▶ **TEXTABSCHNITT**

════

ESCHEDE. In ganz neuem Licht fand am Samstag die Demonstration gegen Rechtsextremismus statt. Aufgerufen hatte zu der schon traditionellen Demonstration u. a. das Netzwerk Südheide gegen Rechtsextremismus, um gegen das Treiben auf dem Hof Nahtz ein Zeichen zu setzen. Die Nachricht von dem Deal, dass nun die NPD Eigentümer des Hofes sei, prägte die Stimmung auf der Demonstration und warf vor allem die Frage auf: Hätte der Deal nicht verhindert werden können oder müssen? Dabei richtete sich unter den Teilnehmern harsche Kritik an den Landkreis.

Unter der Erkenntnis des Verkaufs, hatte die Demonstration am Samstag an der Hermannsburger Straße/Im Dornbusch in Eschede eine andere Qualität. Der Deutsche Gewerkschaftsbund Region Nord-Ost-Niedersachsen und das Netzwerk Südheide gegen Rechtsextremismus hatten dazu aufgerufen, da sich auf dem Hof Nahtz zur Sonnenwendfeier stets Personen des rechtsextremen Spektrums versammeln.

════

▶ **AUFGABEN**
[1] Wo fand die Demonstration am Samstag laut dem Textabschnitt über die Demonstration in Eschede statt?
[2] Übersetze den Satz „Dabei richtete sich unter den Teilnehmern harsche Kritik an den Landkreis.“ aus dem Textabschnitt über die Demonstration in Eschede ins Englische.
[3] Knüpfe an das Ende des Textabschnitts über die Demonstration in Eschede an und schreibe ihn weiter.

▶ **AUSZUG DATENSATZ**

════

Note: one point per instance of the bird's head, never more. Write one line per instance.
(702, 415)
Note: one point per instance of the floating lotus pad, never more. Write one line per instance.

════

▶ **ANTWORTEN IN REIHENFOLGE**
[1] An der Hermannsburger Straße/Im Dornbusch in Eschede.

[2] Among the participants, harsh criticism was directed at the district.

[3]
Rund 200 Personen aus Politik, Verbänden und der Gesellschaft hatten sich eingefunden, um gegen die Treffen in Eschede zu demonstrieren und die Verantwortlichen für den Verkauf des Hofes scharf zu kritisieren. Entgegen der ersten Kritik, dass nur Auswertige an dieser Demonstration teilnahmen, traten rasch Escheder vor, die das Gegenteil beweisen. Obendrein haben die Demonstranten auch Unterstützung aus der Region bekommen, wie die „Omas gegen Rechts“ aus dem Landkreis und Hannover. Die Teilnehmerin Gudrun P. ist sogar extra aus Loccum am Steinhuder Meer angereist.

Zunächst mahnten die Redner zur Vorsicht, denn die Kleingeister werden mit den Allmachtsfantasien der Rechten immer ausgenutzt. Es gehe in der heutigen Zeit nicht mehr um Fakten, nur noch im Emotionen, warnt Klaus Jordan. „Die Menschen wollen nur an ihren Privilegien festhalten, sich dem Konsum hingeben, die Karriere kümmern und die nächste Freizeit planen – die Bevölkerung wurde und wird systematisch entpolitisiert.“ Diese Entpolitisierung werde nun nicht nur im Internet offen von Rechten ausgenutzt, um die Menschen zu blenden, berichtet Jordan.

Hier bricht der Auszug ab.